WHAT THIS TASK INVOLVES -> Reproduce every entry below precisely; do not include the pictures.
-------------------------
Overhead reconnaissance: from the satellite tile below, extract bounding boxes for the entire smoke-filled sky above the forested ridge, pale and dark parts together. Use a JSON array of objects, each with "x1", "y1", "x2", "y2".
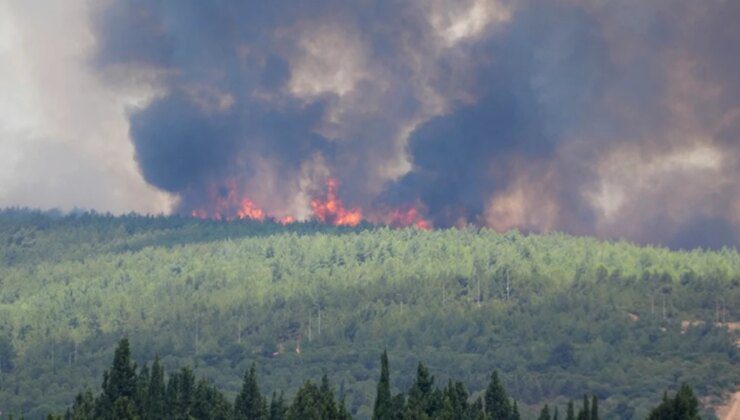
[{"x1": 0, "y1": 0, "x2": 740, "y2": 248}]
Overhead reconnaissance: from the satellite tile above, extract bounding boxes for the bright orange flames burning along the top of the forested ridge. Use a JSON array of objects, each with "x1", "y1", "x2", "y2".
[{"x1": 190, "y1": 178, "x2": 431, "y2": 230}]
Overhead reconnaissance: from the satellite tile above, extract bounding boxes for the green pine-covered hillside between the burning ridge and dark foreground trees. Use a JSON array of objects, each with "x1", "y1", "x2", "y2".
[{"x1": 0, "y1": 210, "x2": 740, "y2": 419}]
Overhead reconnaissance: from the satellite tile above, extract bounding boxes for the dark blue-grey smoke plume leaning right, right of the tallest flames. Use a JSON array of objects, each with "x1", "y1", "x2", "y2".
[{"x1": 390, "y1": 1, "x2": 609, "y2": 226}]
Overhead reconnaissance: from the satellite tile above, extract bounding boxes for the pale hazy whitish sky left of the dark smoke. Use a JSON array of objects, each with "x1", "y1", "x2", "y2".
[{"x1": 0, "y1": 0, "x2": 170, "y2": 212}]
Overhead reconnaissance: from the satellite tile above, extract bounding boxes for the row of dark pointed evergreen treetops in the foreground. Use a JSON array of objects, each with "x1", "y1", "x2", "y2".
[{"x1": 34, "y1": 338, "x2": 700, "y2": 420}]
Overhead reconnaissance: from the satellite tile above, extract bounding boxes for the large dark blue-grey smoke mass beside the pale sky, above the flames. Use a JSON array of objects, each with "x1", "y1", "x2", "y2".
[{"x1": 94, "y1": 1, "x2": 440, "y2": 211}]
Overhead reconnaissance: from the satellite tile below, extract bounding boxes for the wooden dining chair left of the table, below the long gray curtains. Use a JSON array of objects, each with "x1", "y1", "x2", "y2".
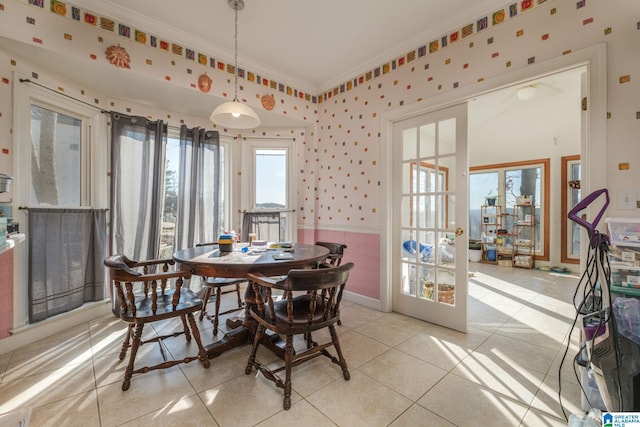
[{"x1": 104, "y1": 254, "x2": 210, "y2": 391}]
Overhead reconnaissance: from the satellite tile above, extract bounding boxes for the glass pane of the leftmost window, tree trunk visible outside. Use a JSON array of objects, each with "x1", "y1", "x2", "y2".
[{"x1": 30, "y1": 105, "x2": 82, "y2": 206}]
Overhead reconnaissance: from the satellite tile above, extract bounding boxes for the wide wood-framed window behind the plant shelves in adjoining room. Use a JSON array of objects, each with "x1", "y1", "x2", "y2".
[{"x1": 469, "y1": 159, "x2": 550, "y2": 260}]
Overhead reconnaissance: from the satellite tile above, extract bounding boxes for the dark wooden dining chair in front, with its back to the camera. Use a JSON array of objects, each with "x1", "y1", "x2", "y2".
[{"x1": 245, "y1": 262, "x2": 353, "y2": 409}]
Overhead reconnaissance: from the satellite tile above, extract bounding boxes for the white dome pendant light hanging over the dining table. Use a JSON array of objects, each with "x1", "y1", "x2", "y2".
[{"x1": 209, "y1": 0, "x2": 260, "y2": 129}]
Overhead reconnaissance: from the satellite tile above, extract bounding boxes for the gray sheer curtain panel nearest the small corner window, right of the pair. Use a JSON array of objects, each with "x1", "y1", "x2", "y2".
[{"x1": 175, "y1": 125, "x2": 221, "y2": 250}]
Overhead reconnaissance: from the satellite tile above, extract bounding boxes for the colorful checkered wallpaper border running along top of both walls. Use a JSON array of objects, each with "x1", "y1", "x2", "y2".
[{"x1": 20, "y1": 0, "x2": 560, "y2": 104}]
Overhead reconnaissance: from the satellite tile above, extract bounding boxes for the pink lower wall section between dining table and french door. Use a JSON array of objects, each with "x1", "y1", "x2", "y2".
[{"x1": 298, "y1": 230, "x2": 380, "y2": 300}]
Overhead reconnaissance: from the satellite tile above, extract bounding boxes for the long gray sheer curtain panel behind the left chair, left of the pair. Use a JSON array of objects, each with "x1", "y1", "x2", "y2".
[{"x1": 111, "y1": 112, "x2": 167, "y2": 260}]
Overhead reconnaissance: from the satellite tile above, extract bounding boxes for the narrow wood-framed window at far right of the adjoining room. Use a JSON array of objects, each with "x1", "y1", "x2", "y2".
[{"x1": 560, "y1": 156, "x2": 581, "y2": 264}]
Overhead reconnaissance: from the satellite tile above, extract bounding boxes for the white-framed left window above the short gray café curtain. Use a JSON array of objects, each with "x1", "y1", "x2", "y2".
-------------------------
EXERCISE SOLUTION ->
Overhead reconnaissance: from the satellite tile below, extract bounding boxes for the entire smoke-filled sky above the forested ridge, pale and dark parts together. Use a JSON array of objects, each with "x1", "y1", "x2", "y2".
[{"x1": 0, "y1": 0, "x2": 740, "y2": 248}]
Overhead reconnaissance: from the satellite tile above, extract bounding boxes for the bright orange flames burning along the top of the forested ridge. Use a JSON array of objects, each with "x1", "y1", "x2", "y2".
[{"x1": 190, "y1": 178, "x2": 431, "y2": 230}]
Overhead reconnaissance: from the satellite tile above, extract bounding boxes for the green pine-covered hillside between the burning ridge and dark foreground trees. Use a JSON array of objects, each with "x1", "y1", "x2", "y2".
[{"x1": 0, "y1": 210, "x2": 740, "y2": 419}]
Overhead reconnaissance: from the satellite tile above, extract bounding boxes for the dark blue-grey smoke plume leaning right, right of the tallest flames. Use a JSON array of objects, each with "x1", "y1", "x2", "y2".
[{"x1": 390, "y1": 1, "x2": 609, "y2": 226}]
Overhead reconnaissance: from the satellite tile above, extract bounding boxes for the pale hazy whitish sky left of the dark smoke. Use a JSON array of objects, each with "x1", "y1", "x2", "y2".
[{"x1": 0, "y1": 0, "x2": 170, "y2": 212}]
Overhead reconnaissance: from the satellite tile above, extract bounding boxes for the row of dark pointed evergreen treetops in the foreground. Use a JSON array of objects, each with "x1", "y1", "x2", "y2".
[{"x1": 34, "y1": 338, "x2": 700, "y2": 420}]
Overhead reconnaissance: from the satellite tile above, extract bounding boxes for the large dark blue-grey smoke mass beside the pale sky, above the flames. Use a JSON array of objects, each with "x1", "y1", "x2", "y2".
[{"x1": 94, "y1": 1, "x2": 440, "y2": 211}]
Overhead reconnaissance: from the satellite tile below, extract bounding boxes for the wooden dining chair left of the table, below the long gray curtains. Use a JSON array of objects, each with "x1", "y1", "x2", "y2".
[{"x1": 104, "y1": 254, "x2": 210, "y2": 391}]
Overhead reconnaissance: from the satellite tile above, extract bounding boxes for the glass pane of the leftmost window, tree trunk visible outside. Use a JSON array of objects, each with "x1", "y1", "x2", "y2".
[{"x1": 30, "y1": 105, "x2": 82, "y2": 206}]
Overhead reconnaissance: from the satellite tile above, extract bounding boxes for the wide wood-framed window behind the plant shelves in adjoining room. Use a JSON array of objects, each with "x1", "y1", "x2", "y2".
[{"x1": 469, "y1": 159, "x2": 550, "y2": 260}]
Overhead reconnaissance: from the satellite tile above, extract bounding boxes for the dark wooden dining chair in front, with its back to the camera. Use a JSON array of objects, each with "x1", "y1", "x2", "y2".
[{"x1": 245, "y1": 262, "x2": 353, "y2": 409}]
Overhead reconnaissance: from the satellite tile above, extract bounding boxes for the white dome pendant light hanging over the dining table. Use a JSON array of objects, each with "x1", "y1", "x2", "y2".
[{"x1": 209, "y1": 0, "x2": 260, "y2": 129}]
Overhead reconnaissance: from the satellite tile above, extract bounding boxes for the gray sheer curtain panel nearest the small corner window, right of the pair. Use a JSON array of objects, each with "x1", "y1", "x2", "y2".
[{"x1": 175, "y1": 125, "x2": 221, "y2": 250}]
Overhead reconnaissance: from the satellite tile above, extract bounding boxes for the colorful checkered wallpaper border running along top of both walls. Use a JSON array of objects, each with "x1", "y1", "x2", "y2".
[{"x1": 20, "y1": 0, "x2": 560, "y2": 104}]
Overhead reconnaissance: from the satellite tile above, extract bounding boxes for the pink lower wall section between dining table and french door. Use a JSON array of objects, each with "x1", "y1", "x2", "y2".
[{"x1": 298, "y1": 230, "x2": 380, "y2": 300}]
Overhead reconnaissance: from the satellite tile above, extract bounding boxes for the long gray sheer curtain panel behind the left chair, left of the pair. Use a JSON array of objects, each with "x1", "y1", "x2", "y2".
[{"x1": 111, "y1": 112, "x2": 167, "y2": 260}]
Overhead reconnaissance: from the satellite tile above, extract bounding boxes for the narrow wood-framed window at far right of the adjoining room. Use a JSON array of objects, each with "x1", "y1", "x2", "y2".
[{"x1": 560, "y1": 156, "x2": 581, "y2": 264}]
Overhead reconnaissance: from the satellite tile above, extract bounding boxes for the white-framed left window above the short gray café curtain. Use a JSON array of objects, each with "x1", "y1", "x2", "y2".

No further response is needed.